(What you should do)
Can you reproduce the listing below with every "Pick out" changed to "Mark" and nothing else altered?

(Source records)
——
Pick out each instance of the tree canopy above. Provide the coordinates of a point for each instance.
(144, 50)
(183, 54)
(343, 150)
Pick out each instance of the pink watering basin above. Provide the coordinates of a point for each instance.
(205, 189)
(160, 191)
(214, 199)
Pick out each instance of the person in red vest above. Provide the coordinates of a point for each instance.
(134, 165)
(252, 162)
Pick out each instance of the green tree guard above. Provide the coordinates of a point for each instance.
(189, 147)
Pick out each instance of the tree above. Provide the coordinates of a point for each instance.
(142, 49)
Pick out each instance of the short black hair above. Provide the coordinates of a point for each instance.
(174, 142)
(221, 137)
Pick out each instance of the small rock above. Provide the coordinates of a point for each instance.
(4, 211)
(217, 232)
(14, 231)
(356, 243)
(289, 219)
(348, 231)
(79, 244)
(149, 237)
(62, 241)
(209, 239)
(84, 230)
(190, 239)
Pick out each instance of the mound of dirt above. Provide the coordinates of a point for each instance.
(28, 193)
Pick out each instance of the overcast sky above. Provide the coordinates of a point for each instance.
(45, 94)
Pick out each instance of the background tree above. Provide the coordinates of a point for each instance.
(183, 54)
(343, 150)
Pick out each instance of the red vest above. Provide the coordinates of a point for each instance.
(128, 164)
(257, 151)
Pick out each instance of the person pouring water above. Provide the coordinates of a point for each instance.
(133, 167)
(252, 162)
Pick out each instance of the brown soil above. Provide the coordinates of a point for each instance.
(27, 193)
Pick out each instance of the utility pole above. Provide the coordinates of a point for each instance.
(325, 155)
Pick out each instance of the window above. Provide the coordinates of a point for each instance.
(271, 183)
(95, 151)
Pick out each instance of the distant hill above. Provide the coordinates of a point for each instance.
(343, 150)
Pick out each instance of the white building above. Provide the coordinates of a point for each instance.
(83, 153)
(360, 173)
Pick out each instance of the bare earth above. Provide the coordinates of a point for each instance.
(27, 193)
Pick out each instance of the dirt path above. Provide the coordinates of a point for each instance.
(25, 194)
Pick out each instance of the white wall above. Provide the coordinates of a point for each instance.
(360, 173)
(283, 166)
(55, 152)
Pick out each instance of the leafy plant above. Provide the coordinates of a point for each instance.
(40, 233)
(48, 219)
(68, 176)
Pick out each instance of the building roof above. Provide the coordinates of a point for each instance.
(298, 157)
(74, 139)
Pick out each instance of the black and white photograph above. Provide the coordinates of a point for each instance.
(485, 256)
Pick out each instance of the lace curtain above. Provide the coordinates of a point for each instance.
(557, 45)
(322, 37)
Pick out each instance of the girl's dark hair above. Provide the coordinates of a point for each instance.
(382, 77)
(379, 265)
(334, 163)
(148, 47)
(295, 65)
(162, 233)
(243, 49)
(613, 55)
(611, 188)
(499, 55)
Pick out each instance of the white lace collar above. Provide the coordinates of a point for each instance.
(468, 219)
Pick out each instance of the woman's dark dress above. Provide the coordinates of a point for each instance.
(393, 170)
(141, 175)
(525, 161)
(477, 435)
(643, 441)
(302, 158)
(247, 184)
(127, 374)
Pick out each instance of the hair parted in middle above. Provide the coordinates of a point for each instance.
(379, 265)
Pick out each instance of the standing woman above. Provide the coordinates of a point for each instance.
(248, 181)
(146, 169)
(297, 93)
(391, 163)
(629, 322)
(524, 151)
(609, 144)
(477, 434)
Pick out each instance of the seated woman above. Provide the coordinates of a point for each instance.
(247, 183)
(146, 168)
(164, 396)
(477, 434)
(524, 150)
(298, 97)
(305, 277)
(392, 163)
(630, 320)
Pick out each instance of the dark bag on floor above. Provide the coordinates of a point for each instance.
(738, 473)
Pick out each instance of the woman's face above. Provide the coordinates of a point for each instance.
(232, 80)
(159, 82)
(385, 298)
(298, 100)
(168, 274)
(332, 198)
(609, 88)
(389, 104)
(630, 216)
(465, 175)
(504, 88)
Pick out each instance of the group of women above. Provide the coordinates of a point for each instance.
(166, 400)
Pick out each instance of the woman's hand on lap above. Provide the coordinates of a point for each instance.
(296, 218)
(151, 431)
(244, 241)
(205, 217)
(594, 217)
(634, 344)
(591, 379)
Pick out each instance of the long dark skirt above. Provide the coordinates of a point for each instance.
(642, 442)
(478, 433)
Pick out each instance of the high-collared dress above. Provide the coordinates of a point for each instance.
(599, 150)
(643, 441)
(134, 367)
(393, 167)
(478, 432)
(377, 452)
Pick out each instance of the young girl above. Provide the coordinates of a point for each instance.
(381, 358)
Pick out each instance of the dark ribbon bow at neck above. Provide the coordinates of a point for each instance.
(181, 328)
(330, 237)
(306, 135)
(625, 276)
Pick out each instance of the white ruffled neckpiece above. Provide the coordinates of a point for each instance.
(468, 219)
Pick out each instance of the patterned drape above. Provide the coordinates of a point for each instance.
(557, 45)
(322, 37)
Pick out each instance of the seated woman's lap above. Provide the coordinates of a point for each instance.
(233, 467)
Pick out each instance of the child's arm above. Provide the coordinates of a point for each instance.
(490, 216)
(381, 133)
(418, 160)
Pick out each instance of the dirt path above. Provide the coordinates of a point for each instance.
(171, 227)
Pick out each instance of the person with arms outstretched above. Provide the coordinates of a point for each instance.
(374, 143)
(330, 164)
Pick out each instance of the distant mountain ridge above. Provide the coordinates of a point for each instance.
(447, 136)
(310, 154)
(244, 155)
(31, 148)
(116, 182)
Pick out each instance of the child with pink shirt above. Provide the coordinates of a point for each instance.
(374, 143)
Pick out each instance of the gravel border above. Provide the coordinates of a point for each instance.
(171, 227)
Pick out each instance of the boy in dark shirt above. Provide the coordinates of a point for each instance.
——
(Result for this exercise)
Mark each instance of the tree canopy above. Provide the coordinates of a point for each instance.
(144, 50)
(183, 54)
(343, 150)
Mark each instance of the pink watering basin above. Provide the coordinates of a point for each instance.
(205, 189)
(160, 191)
(214, 199)
Mark each instance of the person in red vest above. Provide the coordinates of a point for each instance.
(134, 165)
(252, 162)
Mark each instance of the green tree guard above. Provide the coordinates of a point for each instance.
(189, 147)
Mark each instance of the tree above. Provide the coordinates of a point for each instance.
(142, 49)
Mark each instance of the short black hair above. Provide the coordinates of a point for each instance.
(174, 142)
(221, 137)
Mark each instance of the small rock above. Provide the coordinates of a point for each instance.
(4, 211)
(217, 232)
(14, 231)
(356, 243)
(289, 219)
(348, 231)
(79, 244)
(149, 237)
(62, 241)
(209, 239)
(84, 230)
(190, 239)
Mark each instance of the mound of dirt above. Provide the coordinates of a point for each instance.
(28, 193)
Mark each instance of the overcast sky above. Provide the coordinates of a point for each instance.
(45, 94)
Mark each instance of the background tree above. Provide the coordinates of a point for each instance.
(183, 54)
(343, 150)
Mark each instance of the red vest above. Provide the coordinates of a point for each instance.
(128, 164)
(257, 151)
Mark each instance of the person pouring water above. Provide the coordinates of a point for each instance.
(133, 167)
(252, 162)
Mark each instance of the brown soil above. Provide the coordinates of a point for each instance.
(27, 193)
Mark each instance of the utility pole above. Provide the coordinates of a point for each instance.
(325, 155)
Mark each instance of the window above. Provide the coordinates of a point for each instance.
(271, 183)
(95, 151)
Mark each instance of the distant hill above. Provide the coordinates of a point for each instance.
(343, 150)
Mark each instance of the white building above. Provide the coordinates of a point for each instance.
(83, 153)
(360, 173)
Mark each instance of the bare earth above. Provide the coordinates of a point for each instance.
(27, 193)
Mark each instance of the dirt path above. Provide the coordinates of a point for each instance.
(25, 194)
Mark each instance of the white wall above. Provide the coordinates of a point for each instance.
(360, 173)
(283, 166)
(55, 152)
Mark each instance of the leafy plant above. Provide the coordinates of a point for each instance.
(40, 233)
(48, 219)
(68, 176)
Mark each instance of the building roof above. Provide the coordinates of a point for each instance.
(298, 157)
(74, 139)
Mark each instance of the black and white photograph above. Provide the coordinates of a point for each instance.
(485, 256)
Mark each instance of the lace curtain above. Provide the coordinates of a point for each instance.
(557, 45)
(322, 37)
Mark each instance of the girl's dark hair above. Provide the coordinates of a point for each instance.
(382, 77)
(379, 265)
(334, 163)
(148, 47)
(295, 65)
(162, 233)
(243, 49)
(613, 55)
(611, 188)
(499, 55)
Mark each instance of the white lace collar above. Provide the coordinates of a point for each instance.
(468, 219)
Mark each instance of the woman's dark dress above. Provide the coordinates of a point for each instance.
(393, 170)
(141, 175)
(525, 161)
(477, 435)
(643, 441)
(302, 158)
(247, 184)
(127, 374)
Mark each instance of the hair parted in middle above. Provide the coordinates of a point for each instance.
(379, 265)
Mark each instance of the standing woman above. Provide the coordinates of a point for each instance.
(248, 181)
(146, 169)
(297, 93)
(391, 163)
(629, 322)
(524, 151)
(609, 144)
(477, 434)
Mark each instance of the seated woman above. Provide the coordinates of a point for each instance.
(247, 183)
(146, 168)
(164, 396)
(477, 434)
(524, 150)
(298, 97)
(305, 277)
(392, 163)
(630, 320)
Mark each instance of the dark bag on floor above. Provide the coordinates of a point for each instance.
(738, 473)
Mark each instance of the woman's face above. Provide the coordinates of a point for each instance.
(232, 80)
(159, 82)
(385, 298)
(298, 100)
(168, 274)
(332, 198)
(609, 88)
(389, 104)
(630, 216)
(465, 175)
(504, 88)
Mark each instance of the group of women above. Provide the coordinates of a point for each instance.
(166, 400)
Mark each instance of the woman's hand on lap above. Provide the coordinates of a point for each instance.
(296, 218)
(151, 431)
(244, 241)
(205, 217)
(594, 217)
(634, 344)
(591, 379)
Mark each instance of the long dark skirt above. Provide the coordinates of a point for each instance.
(642, 442)
(478, 433)
Mark each instance of the high-collared dress above. Provide the coordinates of a point for each instance.
(599, 150)
(643, 441)
(134, 367)
(393, 167)
(478, 432)
(377, 452)
Mark each instance of the young girl above. Provide the coordinates of a point for each instance.
(381, 358)
Mark each instance of the dark ribbon bow at neck above. Provide the coordinates of a point for each instance.
(181, 328)
(330, 237)
(306, 135)
(625, 276)
Mark each instance of the white ruffled neckpiece above. Provide the coordinates of a point for each instance.
(468, 219)
Mark each instance of the patterned drape above. Provide the coordinates of a point for each instance.
(557, 45)
(322, 37)
Mark each instance of the seated woman's lap above. Provide the coordinates of a point for each instance.
(233, 467)
Mark each instance of the child's arm above. Provide the coordinates of a point for each instance.
(490, 216)
(381, 133)
(418, 160)
Mark each instance of the dirt path above. Provide the coordinates of a point for each instance.
(171, 227)
Mark each instance of the person with arms outstretched above. Provide the coordinates of a point for each instance.
(374, 143)
(330, 164)
Mark each instance of the distant mountain ridge above. Provide the coordinates of a point for each instance.
(447, 136)
(310, 154)
(244, 155)
(31, 148)
(116, 182)
Mark each instance of the child with pink shirt above. Provide the coordinates of a point for each instance.
(374, 143)
Mark each instance of the gravel border above. Provide the coordinates of a point for each instance.
(171, 227)
Mark each instance of the boy in dark shirt above. Provide the coordinates of a point for each instance.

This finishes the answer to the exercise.